• _EXERCISE GOAL_
Write the data out verbatim.

• _RECORDS_
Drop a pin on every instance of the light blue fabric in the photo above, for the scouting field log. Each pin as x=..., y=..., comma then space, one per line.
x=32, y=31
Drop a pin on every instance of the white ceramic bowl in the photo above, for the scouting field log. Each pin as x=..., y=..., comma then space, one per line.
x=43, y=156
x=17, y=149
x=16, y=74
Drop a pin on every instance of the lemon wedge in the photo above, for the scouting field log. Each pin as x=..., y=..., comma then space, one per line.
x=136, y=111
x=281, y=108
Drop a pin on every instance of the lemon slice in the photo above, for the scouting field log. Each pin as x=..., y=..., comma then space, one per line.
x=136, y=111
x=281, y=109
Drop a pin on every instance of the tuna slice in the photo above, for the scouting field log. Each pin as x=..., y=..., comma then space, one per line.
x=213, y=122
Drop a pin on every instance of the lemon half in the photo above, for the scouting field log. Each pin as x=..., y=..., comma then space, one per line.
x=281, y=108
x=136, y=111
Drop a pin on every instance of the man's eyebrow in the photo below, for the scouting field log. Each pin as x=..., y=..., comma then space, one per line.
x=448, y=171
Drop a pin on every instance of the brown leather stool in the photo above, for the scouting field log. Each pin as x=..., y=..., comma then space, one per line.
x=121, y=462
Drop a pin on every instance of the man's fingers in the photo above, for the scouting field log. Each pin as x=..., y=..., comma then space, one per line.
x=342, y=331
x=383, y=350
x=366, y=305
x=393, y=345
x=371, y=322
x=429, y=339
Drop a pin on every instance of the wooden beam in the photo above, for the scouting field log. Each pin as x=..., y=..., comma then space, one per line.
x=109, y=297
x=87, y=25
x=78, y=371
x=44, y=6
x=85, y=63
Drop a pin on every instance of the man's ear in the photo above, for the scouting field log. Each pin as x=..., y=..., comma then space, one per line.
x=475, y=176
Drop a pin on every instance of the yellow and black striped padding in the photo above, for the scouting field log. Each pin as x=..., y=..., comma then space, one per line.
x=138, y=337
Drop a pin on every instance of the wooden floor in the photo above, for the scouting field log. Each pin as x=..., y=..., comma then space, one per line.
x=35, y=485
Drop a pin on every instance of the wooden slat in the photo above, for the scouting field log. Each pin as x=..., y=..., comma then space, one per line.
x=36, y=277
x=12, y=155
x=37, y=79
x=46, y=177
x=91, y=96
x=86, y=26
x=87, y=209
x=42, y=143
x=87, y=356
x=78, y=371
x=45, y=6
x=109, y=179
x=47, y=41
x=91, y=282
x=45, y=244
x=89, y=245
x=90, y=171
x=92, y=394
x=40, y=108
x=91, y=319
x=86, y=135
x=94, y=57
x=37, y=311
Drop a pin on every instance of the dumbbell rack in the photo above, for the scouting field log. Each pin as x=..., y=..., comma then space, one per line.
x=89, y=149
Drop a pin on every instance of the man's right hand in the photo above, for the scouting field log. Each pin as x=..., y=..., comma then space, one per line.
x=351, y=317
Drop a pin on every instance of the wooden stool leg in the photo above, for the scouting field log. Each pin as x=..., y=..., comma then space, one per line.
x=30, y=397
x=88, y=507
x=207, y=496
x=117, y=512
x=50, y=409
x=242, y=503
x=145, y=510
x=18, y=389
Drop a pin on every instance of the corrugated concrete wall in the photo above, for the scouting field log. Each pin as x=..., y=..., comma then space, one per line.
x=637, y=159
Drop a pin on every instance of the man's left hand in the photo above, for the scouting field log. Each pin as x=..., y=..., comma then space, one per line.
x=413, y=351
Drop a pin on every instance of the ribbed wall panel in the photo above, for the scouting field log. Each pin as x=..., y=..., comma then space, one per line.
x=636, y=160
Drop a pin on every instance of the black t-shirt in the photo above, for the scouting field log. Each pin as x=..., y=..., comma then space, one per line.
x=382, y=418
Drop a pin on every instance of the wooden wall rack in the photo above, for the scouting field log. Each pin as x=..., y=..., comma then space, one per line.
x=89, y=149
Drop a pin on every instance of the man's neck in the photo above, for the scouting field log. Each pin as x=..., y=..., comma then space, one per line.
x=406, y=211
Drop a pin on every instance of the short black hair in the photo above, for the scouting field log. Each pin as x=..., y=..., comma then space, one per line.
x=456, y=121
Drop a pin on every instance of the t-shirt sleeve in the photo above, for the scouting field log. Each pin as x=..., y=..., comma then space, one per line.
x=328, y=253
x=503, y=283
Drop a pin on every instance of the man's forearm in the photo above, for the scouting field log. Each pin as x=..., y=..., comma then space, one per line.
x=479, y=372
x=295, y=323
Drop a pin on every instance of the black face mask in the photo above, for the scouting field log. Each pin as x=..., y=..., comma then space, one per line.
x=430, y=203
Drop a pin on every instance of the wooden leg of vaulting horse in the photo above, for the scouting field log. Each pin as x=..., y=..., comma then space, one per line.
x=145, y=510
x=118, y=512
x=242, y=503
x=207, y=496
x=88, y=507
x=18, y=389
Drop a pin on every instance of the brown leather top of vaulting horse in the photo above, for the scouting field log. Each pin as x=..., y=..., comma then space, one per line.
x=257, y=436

• _ANSWER BOX_
Drop a pin on every instance of the light blue fabric in the photo above, for the scouting field log. Each pin as x=..., y=..., comma then space, one per line.
x=32, y=31
Drop a pin on every instance of the white ceramic bowl in the photo above, for the scouting field log. Each pin as x=..., y=..., comma then space, one per line.
x=43, y=156
x=17, y=149
x=16, y=74
Drop a pin on every instance of the lemon wedge in the photo above, for the scouting field log. Each pin as x=..., y=..., comma then space, one per line.
x=136, y=111
x=281, y=108
Drop a pin on every instance of the lemon slice in the photo above, for the scouting field log. Each pin as x=..., y=..., comma then space, one per line.
x=136, y=111
x=281, y=109
Drop a pin on every instance of the tuna slice in the photo above, for the scouting field log. Each pin as x=..., y=..., comma then space, one per line.
x=213, y=122
Drop a pin on every instance of the lemon half in the photo above, for the scouting field log. Each pin as x=..., y=..., comma then space, one per line.
x=281, y=108
x=136, y=111
Drop a pin on every instance of the man's eyebrow in the photo below, for the scouting field log. Each pin as x=..., y=..., comma then space, one per line.
x=448, y=171
Drop a pin on every instance of the brown leather stool in the photo above, for the scouting field log. Each pin as x=..., y=..., comma then space, one per line.
x=121, y=462
Drop a pin on every instance of the man's fingers in the photo above, for the scouting field log. Each pin as x=..., y=..., comma then space, one per line.
x=342, y=331
x=383, y=350
x=366, y=305
x=393, y=345
x=371, y=322
x=429, y=339
Drop a pin on every instance of the wooden beam in the photo above, for the scouting field log. Each pin as x=..., y=..., comma then space, one per line.
x=109, y=297
x=87, y=25
x=78, y=371
x=44, y=6
x=85, y=63
Drop a pin on every instance of the man's ear in the photo above, for the scouting field log. Each pin as x=..., y=..., comma then space, one per line.
x=475, y=176
Drop a pin on every instance of the yellow and black striped padding in the photo above, for the scouting field log. Each pin as x=..., y=..., comma then space, one per line.
x=138, y=337
Drop a pin on every instance of the wooden floor in the photo above, for the scouting field log. Each pin as x=..., y=..., comma then space, one per line.
x=35, y=485
Drop a pin on every instance of the wooden slat in the photo above, for the scouting field log. Each pin as x=..., y=..., comma then space, one per line.
x=36, y=277
x=12, y=155
x=37, y=79
x=46, y=177
x=91, y=96
x=86, y=26
x=87, y=209
x=42, y=143
x=87, y=356
x=78, y=371
x=45, y=6
x=109, y=179
x=47, y=41
x=91, y=282
x=45, y=244
x=89, y=245
x=90, y=171
x=92, y=394
x=40, y=108
x=91, y=319
x=86, y=135
x=94, y=57
x=37, y=311
Drop a pin on every instance of the dumbbell rack in the photo above, for the scouting field log. Each pin as x=..., y=..., comma then space, one per line.
x=89, y=149
Drop a pin on every instance of the man's right hand in the photo above, for the scouting field log. Each pin as x=..., y=..., comma then space, one per line.
x=351, y=317
Drop a pin on every instance of the wooden stool leg in the photo above, for the scouting field log. Each pin as x=..., y=..., comma then space, one per line.
x=30, y=397
x=88, y=507
x=207, y=496
x=117, y=512
x=50, y=409
x=242, y=503
x=145, y=510
x=18, y=389
Drop a pin on every instance of the corrugated concrete wall in the photo above, for the scouting field log. Each pin as x=..., y=..., comma then space, one per line.
x=637, y=159
Drop a pin on every instance of the man's left hand in the photo above, for the scouting field log. Each pin as x=..., y=..., comma then space, one per line.
x=413, y=351
Drop a pin on every instance of the ribbed wall panel in the photo above, for the scouting field log. Each pin as x=..., y=..., comma then space, one per line.
x=636, y=160
Drop a pin on every instance of the black t-shirt in the photo above, for the scouting field log. Each pin as x=..., y=..., comma then space, one per line.
x=382, y=418
Drop a pin on every instance of the wooden wall rack in the photo above, for the scouting field log. Each pin as x=..., y=..., comma then space, one per line.
x=89, y=149
Drop a pin on every instance of the man's neck in the photo above, for the scouting field log. Each pin as x=..., y=..., comma then space, one per line.
x=406, y=211
Drop a pin on every instance of the short black hair in the photo above, for the scouting field log. Each pin as x=..., y=..., comma then space, one per line.
x=456, y=121
Drop a pin on every instance of the t-shirt sleeve in the photo above, for the scouting field log. Each pin as x=..., y=..., comma then space, one per line.
x=328, y=253
x=503, y=283
Drop a pin on every instance of the man's forearm in the photo above, for the scouting field log. Each pin as x=..., y=..., comma then space, one per line.
x=479, y=372
x=295, y=323
Drop a pin on every instance of the black face mask in the photo above, for the scouting field log. Each pin as x=..., y=..., comma then space, one per line.
x=430, y=203
Drop a pin on every instance of the wooden leg of vaulting horse in the photo above, for the scouting field log. Each pin as x=..., y=..., comma then space, one per line.
x=145, y=510
x=118, y=512
x=242, y=503
x=207, y=496
x=88, y=507
x=18, y=389
Drop a pin on every instance of the brown leather top of vaulting horse in the photo above, for the scouting field log. Each pin as x=..., y=..., comma then space, one per line.
x=257, y=436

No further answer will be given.